EXCERPTED PASSAGE:
DEVELOPMENT REPORT -- Tobacco Meeting
By Jerilyn WatsonThis is Bill White with the VOA Special English DEVELOPMENT REPORT.
Each year, more than four-million people die from illnesses caused by smoking tobacco. Health experts say more than ten-million people will die because of tobacco-linked diseases in twenty years. Developing nations are expected to suffer the most deaths from smoking.
The World Health Organization has declared war on tobacco. Health experts are working to stop the spread of tobacco use. For example, about four-thousand delegates are attending a meeting in the United States about tobacco. People from two-hundred countries are meeting this week at the Eleventh World Conference on Tobacco OR Health in Chicago, Illinois.
The conference goal is to decrease tobacco use throughout the world. The director-general of the WHO, Gro Harlem Brundtland, and former American Surgeon General C. Everett Koop will speak at the meeting.
The American Medical Association is among the organizers of the tobacco conference.
The Journal of the American Medical Association will announce new research about tobacco this week. The results will appear in a special Journal publication. Such research is a main subject of the tobacco conference. Delegates will discuss the science of addiction, or physical dependence on tobacco. They will discuss international tobacco marketing and the use of tobacco by young people around the world. They also will talk about ways to stop smoking.
The WHO says seventy percent of tobacco users live in developing countries. WHO official Derek Yach (pronounced yahk) says it is not surprising that seventy percent of smoking-related deaths in the next twenty years will happen in those countries. He spoke at a recent meeting of the Global Health Council near Washington.
Some nations are considering or starting efforts against tobacco. For example, Malaysia's health ministry recently urged a media ban on paid advertising messages by tobacco companies. Britain also is studying the possibility of banning such advertising. Australia has started publishing strong anti-tobacco messages aimed at women. And, Switzerland has raised taxes on tobacco.
A World Bank study has shown that raising tobacco taxes is the best way to reduce smoking.

DATA SUPPLIED:
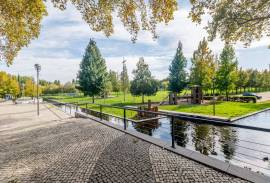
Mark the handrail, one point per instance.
(181, 116)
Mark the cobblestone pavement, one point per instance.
(57, 148)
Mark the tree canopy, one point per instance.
(203, 66)
(19, 24)
(178, 75)
(226, 73)
(20, 20)
(242, 20)
(143, 82)
(8, 85)
(93, 74)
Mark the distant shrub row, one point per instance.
(233, 98)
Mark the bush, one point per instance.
(233, 98)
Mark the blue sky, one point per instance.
(64, 36)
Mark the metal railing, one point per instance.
(194, 119)
(100, 112)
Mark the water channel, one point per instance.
(242, 147)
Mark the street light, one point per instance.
(214, 97)
(38, 68)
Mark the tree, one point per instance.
(21, 19)
(241, 79)
(178, 75)
(29, 88)
(92, 74)
(124, 80)
(114, 79)
(226, 74)
(242, 20)
(8, 85)
(69, 87)
(203, 66)
(143, 83)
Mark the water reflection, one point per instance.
(228, 140)
(202, 139)
(147, 127)
(224, 143)
(181, 134)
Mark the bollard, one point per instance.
(125, 120)
(100, 112)
(172, 132)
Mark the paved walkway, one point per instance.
(265, 96)
(57, 148)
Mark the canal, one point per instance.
(242, 147)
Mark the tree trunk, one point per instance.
(227, 95)
(175, 98)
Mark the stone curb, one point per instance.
(248, 115)
(192, 155)
(201, 116)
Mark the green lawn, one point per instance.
(115, 100)
(223, 109)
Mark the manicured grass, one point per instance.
(114, 100)
(114, 111)
(223, 109)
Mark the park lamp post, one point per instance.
(38, 68)
(214, 97)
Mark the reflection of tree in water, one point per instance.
(147, 127)
(180, 132)
(228, 140)
(203, 139)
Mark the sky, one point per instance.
(64, 36)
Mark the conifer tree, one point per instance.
(93, 72)
(124, 80)
(143, 83)
(226, 74)
(178, 75)
(203, 66)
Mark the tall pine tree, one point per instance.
(226, 74)
(124, 80)
(203, 66)
(143, 82)
(93, 72)
(178, 75)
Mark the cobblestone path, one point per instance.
(58, 148)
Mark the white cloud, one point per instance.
(64, 35)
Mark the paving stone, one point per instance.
(55, 148)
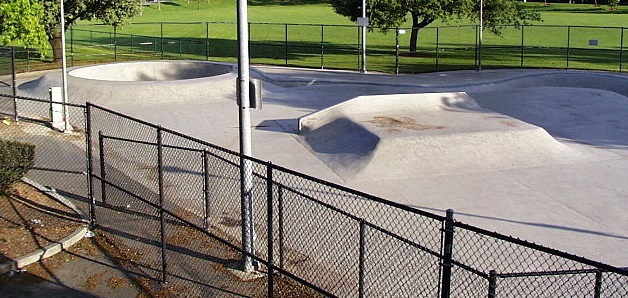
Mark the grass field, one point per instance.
(193, 30)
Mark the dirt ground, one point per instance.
(99, 266)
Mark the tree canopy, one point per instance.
(110, 12)
(36, 23)
(387, 14)
(20, 21)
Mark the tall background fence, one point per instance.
(339, 47)
(167, 198)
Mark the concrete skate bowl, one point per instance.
(145, 81)
(411, 135)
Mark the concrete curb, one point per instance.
(53, 248)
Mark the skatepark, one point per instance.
(537, 154)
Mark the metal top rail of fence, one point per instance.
(339, 46)
(376, 247)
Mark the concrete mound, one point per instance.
(389, 136)
(140, 82)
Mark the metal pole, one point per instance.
(206, 188)
(362, 258)
(13, 75)
(281, 225)
(72, 46)
(64, 77)
(447, 254)
(286, 42)
(437, 48)
(103, 178)
(397, 51)
(206, 40)
(597, 290)
(492, 284)
(89, 170)
(269, 213)
(115, 44)
(363, 68)
(522, 43)
(568, 44)
(621, 50)
(481, 35)
(162, 220)
(246, 166)
(322, 46)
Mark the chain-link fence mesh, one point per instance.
(59, 155)
(339, 241)
(339, 47)
(174, 204)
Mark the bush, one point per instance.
(16, 158)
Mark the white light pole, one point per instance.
(246, 165)
(481, 33)
(363, 24)
(64, 76)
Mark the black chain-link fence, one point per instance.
(340, 46)
(60, 162)
(174, 204)
(336, 240)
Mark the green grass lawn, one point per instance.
(206, 30)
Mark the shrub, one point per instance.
(16, 158)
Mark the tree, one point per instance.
(20, 21)
(387, 14)
(110, 12)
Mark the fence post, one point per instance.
(206, 41)
(286, 42)
(14, 83)
(621, 50)
(448, 241)
(362, 259)
(522, 44)
(115, 43)
(269, 213)
(103, 179)
(568, 44)
(437, 48)
(206, 188)
(322, 45)
(72, 46)
(598, 284)
(89, 155)
(475, 60)
(161, 39)
(162, 224)
(396, 50)
(492, 284)
(281, 239)
(359, 48)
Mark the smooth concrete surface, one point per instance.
(537, 154)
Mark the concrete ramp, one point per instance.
(393, 136)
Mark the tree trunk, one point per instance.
(55, 41)
(414, 35)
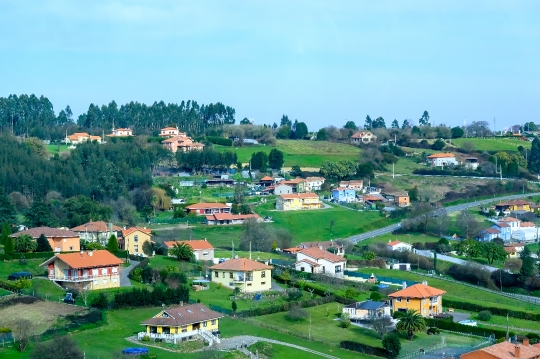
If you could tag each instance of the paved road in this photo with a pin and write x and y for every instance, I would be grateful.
(124, 272)
(389, 229)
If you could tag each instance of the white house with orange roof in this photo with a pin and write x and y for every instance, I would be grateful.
(442, 159)
(398, 246)
(85, 270)
(316, 260)
(202, 249)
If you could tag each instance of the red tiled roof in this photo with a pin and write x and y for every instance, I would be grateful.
(98, 226)
(417, 291)
(195, 244)
(47, 231)
(318, 253)
(100, 258)
(241, 265)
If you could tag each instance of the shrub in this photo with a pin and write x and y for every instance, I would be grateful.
(484, 315)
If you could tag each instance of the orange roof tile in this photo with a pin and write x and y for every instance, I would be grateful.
(85, 260)
(417, 291)
(241, 265)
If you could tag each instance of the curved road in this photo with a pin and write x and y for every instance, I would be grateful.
(389, 229)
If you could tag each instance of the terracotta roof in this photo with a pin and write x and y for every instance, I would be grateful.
(47, 231)
(313, 264)
(179, 316)
(417, 291)
(85, 260)
(98, 226)
(127, 232)
(442, 155)
(208, 205)
(241, 264)
(318, 253)
(298, 195)
(507, 350)
(196, 244)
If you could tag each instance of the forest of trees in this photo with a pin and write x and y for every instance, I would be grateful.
(33, 116)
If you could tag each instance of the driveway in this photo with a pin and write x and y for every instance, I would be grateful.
(124, 272)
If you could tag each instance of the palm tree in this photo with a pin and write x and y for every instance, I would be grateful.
(411, 322)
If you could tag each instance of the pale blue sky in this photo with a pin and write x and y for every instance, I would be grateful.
(321, 62)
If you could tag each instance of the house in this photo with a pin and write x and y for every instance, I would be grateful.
(506, 350)
(246, 274)
(168, 132)
(61, 240)
(296, 201)
(471, 163)
(282, 189)
(223, 219)
(442, 159)
(208, 208)
(133, 240)
(362, 137)
(316, 260)
(182, 323)
(367, 310)
(298, 184)
(343, 194)
(513, 205)
(398, 246)
(98, 231)
(181, 142)
(357, 185)
(85, 270)
(424, 299)
(331, 246)
(314, 183)
(202, 249)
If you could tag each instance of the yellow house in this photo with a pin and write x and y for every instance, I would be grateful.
(425, 300)
(248, 275)
(133, 240)
(183, 323)
(296, 201)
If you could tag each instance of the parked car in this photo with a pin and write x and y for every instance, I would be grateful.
(20, 275)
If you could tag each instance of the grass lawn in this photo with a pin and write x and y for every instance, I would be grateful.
(493, 144)
(313, 225)
(457, 291)
(301, 153)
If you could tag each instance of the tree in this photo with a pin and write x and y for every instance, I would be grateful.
(182, 252)
(392, 345)
(438, 145)
(25, 243)
(112, 244)
(494, 252)
(275, 159)
(300, 130)
(43, 244)
(533, 163)
(424, 120)
(411, 322)
(457, 132)
(59, 347)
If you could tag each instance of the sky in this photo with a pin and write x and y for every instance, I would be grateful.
(321, 62)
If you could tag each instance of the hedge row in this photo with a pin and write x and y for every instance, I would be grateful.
(219, 140)
(363, 348)
(494, 310)
(461, 328)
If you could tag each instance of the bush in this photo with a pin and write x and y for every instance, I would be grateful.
(484, 315)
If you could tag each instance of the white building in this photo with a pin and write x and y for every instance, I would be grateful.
(398, 246)
(316, 260)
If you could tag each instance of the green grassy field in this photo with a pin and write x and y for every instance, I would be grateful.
(493, 144)
(301, 153)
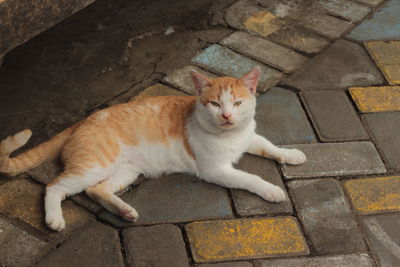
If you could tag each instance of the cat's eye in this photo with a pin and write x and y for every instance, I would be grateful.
(215, 104)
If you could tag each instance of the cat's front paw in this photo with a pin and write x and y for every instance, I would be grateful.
(273, 193)
(292, 157)
(55, 222)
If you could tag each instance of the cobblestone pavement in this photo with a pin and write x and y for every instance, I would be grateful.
(330, 86)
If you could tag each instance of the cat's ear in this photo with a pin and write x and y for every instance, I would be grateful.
(200, 81)
(250, 79)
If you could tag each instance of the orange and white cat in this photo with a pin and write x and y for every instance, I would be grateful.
(201, 135)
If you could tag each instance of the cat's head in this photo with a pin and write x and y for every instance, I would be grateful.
(226, 102)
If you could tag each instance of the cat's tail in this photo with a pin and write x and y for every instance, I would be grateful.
(33, 157)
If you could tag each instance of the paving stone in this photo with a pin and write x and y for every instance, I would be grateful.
(160, 245)
(213, 35)
(375, 194)
(17, 247)
(246, 238)
(383, 25)
(224, 61)
(331, 69)
(180, 78)
(326, 217)
(348, 158)
(384, 129)
(227, 264)
(247, 203)
(386, 55)
(96, 245)
(345, 9)
(313, 19)
(30, 208)
(158, 89)
(372, 3)
(360, 260)
(281, 119)
(174, 198)
(383, 238)
(333, 116)
(265, 51)
(376, 99)
(247, 15)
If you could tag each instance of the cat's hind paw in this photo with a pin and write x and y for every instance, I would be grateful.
(274, 194)
(129, 214)
(55, 222)
(292, 157)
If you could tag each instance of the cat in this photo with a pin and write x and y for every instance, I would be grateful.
(201, 135)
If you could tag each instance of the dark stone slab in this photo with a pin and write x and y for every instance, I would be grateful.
(333, 116)
(174, 198)
(97, 245)
(17, 247)
(30, 209)
(384, 238)
(327, 217)
(384, 128)
(160, 245)
(383, 25)
(331, 69)
(336, 159)
(359, 260)
(247, 203)
(281, 119)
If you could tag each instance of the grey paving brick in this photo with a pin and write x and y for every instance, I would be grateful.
(333, 116)
(224, 61)
(160, 245)
(273, 27)
(336, 159)
(359, 260)
(384, 128)
(331, 69)
(265, 51)
(281, 119)
(372, 3)
(227, 264)
(327, 217)
(383, 238)
(30, 209)
(180, 78)
(383, 25)
(174, 198)
(315, 20)
(17, 247)
(96, 245)
(299, 39)
(345, 9)
(250, 204)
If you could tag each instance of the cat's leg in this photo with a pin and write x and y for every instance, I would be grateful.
(262, 147)
(66, 184)
(230, 177)
(104, 192)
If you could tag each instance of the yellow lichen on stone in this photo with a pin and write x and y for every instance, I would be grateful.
(387, 57)
(376, 99)
(263, 23)
(374, 195)
(246, 238)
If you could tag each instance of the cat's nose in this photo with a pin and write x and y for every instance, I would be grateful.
(226, 115)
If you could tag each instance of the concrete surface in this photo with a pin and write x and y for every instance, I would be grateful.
(323, 93)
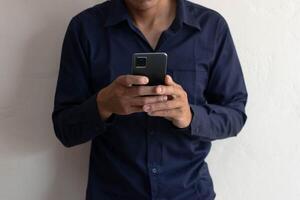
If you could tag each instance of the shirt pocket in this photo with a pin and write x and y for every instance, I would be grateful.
(193, 79)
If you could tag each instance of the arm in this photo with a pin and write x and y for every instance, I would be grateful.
(223, 115)
(76, 117)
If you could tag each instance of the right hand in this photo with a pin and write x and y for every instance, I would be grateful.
(122, 98)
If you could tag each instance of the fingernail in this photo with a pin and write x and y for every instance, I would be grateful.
(146, 108)
(159, 89)
(145, 80)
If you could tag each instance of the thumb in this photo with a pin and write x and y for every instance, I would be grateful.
(169, 80)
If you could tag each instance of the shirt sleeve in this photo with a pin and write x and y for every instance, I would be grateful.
(223, 115)
(75, 115)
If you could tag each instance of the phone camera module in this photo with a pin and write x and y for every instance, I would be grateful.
(141, 61)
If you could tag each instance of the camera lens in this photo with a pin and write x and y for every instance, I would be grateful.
(141, 61)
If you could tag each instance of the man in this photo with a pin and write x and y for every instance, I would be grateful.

WORK TO COMPLETE:
1/ From the tobacco report, copy the passage starting at "The WHO says" and ending at "taxes on tobacco.", without changing a word.
2/ In the tobacco report, turn the paragraph beginning "Some nations are considering or starting efforts against tobacco" into a short list that keeps its main facts.

ANSWER SECTION:
1/
The WHO says seventy percent of tobacco users live in developing countries. WHO official Derek Yach (pronounced yahk) says it is not surprising that seventy percent of smoking-related deaths in the next twenty years will happen in those countries. He spoke at a recent meeting of the Global Health Council near Washington.
Some nations are considering or starting efforts against tobacco. For example, Malaysia's health ministry recently urged a media ban on paid advertising messages by tobacco companies. Britain also is studying the possibility of banning such advertising. Australia has started publishing strong anti-tobacco messages aimed at women. And, Switzerland has raised taxes on tobacco.

2/
Some nations are considering or starting efforts against tobacco:
- Malaysia: the health ministry urged a media ban on paid tobacco company advertising.
- Britain: studying a possible ban on such advertising.
- Australia: publishing strong anti-tobacco messages aimed at women.
- Switzerland: raised taxes on tobacco.